Could you reproduce the festival review between "[Note: Managing Director" and "a performance venue.", inclusive, changing "Board of Directors" to "Board of Trustees"?

[TEXT SEGMENT]
━━━━━━

A Woman’s World: A Review of AS YOU LIKE IT at the Livermore Shakespeare Festival
July 21, 2015 § Leave a Comment
If this season is the “Year of the Woman” among Bay area Shakespeare Festivals then surely the Livermore Shakespeare Festival, with its female leadership team (Artistic Director Lisa A. Tromovitch, Managing Director Katie Marcel) deserves particular notice. Although they have done nothing to draw particular attention to it, it is worth observing that this summer the festival has an all-female directing staff (Tromovitch and long-time company member Jennifer Le Blanc) and a female-centered repertoire (Sense and Sensibility, As You Like It).
[Note: Managing Director Katie Marcel has pointed out that, although she describes it as a matter of chance and not design, the Board of Directors is also all-female.]
The company is certainly on the move. Tromovitch is the recently elected President of the International Shakespeare Theatre Association and has worked steadily to raise the profile and professionalism of her company over the last five years, including a change for this season to Wente Vinyards as a performance venue.
That new venue provides the key to Tromovitch’s production of As You Like It. Performed on an elevated platform with essentially no scenery and completely surrounded by the audience, the opening night performance had an unforced rapport between the performers and the audience reminiscent of the original conditions for Shakespearean performances. The audience was very close, and never treated as if they were in a separate space. It helped (a lot) that no matter where you sat, audience members were in your direct line of sight across the stage from you. Actors freely passed through the audience for ALL entrances, and those not currently onstage frequently popped into empty seats here and there to watch the show with us.
The resulting casual tone was perfect for just knocking back and enjoying the show, aided by the fact that nearly everyone there was enjoying a glass of wine while they watched. The comfort and ease of the audience interaction was a stark contrast to most Shakespeare, indeed most theatre, that I see where the audience is strongly controlled and subtly intimidated. Here, it was easy to forget that you were watching a four hundred year old play by the-greatest-writer-that-ever-lived. It felt as easy going and enjoyable as a community picnic.
Tromovitch’s take on the show was essentially conservative, with period-ish costumes with a folk flavor designed by Barbara Murray, although she did adopt a very original approach to the dramaturgically troubled ending of the show that surprised and delighted. Her point, however, was not to comment on the show but to fulfill it. Thanks to leading lady Maryssa Wanlass, it was the most emotionally present and engaging AYLI I have seen in some time. Her chemistry with Joseph Salazar (as Orlando) was as fresh and delightful as that of the latest summer rom-com.
A Fiendishly Difficult Favorite
As You Like It is a popular favorite among Shakespeare’s comedies, but is in fact fiendishly difficult to get right. It employs the most music of any Shakespeare play, has a rather unfocused, meandering plot, and typically ends with a literal, and essentially unexplained, deus ex machina in which the god Hymen arrives to set things right – an incident treated so casually that one might assume these characters just interact with gods daily. Things can, and often do, go wrong on all three fronts.

━━━━━━

[SUPPLIED INFORMATION]
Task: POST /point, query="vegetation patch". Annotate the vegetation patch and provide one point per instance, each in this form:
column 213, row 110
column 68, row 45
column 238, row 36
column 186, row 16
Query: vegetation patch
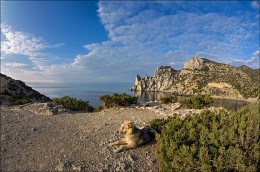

━━━━━━

[EXERCISE SOLUTION]
[Note: Managing Director Katie Marcel has pointed out that, although she describes it as a matter of chance and not design, the Board of Trustees is also all-female.]
The company is certainly on the move. Tromovitch is the recently elected President of the International Shakespeare Theatre Association and has worked steadily to raise the profile and professionalism of her company over the last five years, including a change for this season to Wente Vinyards as a performance venue.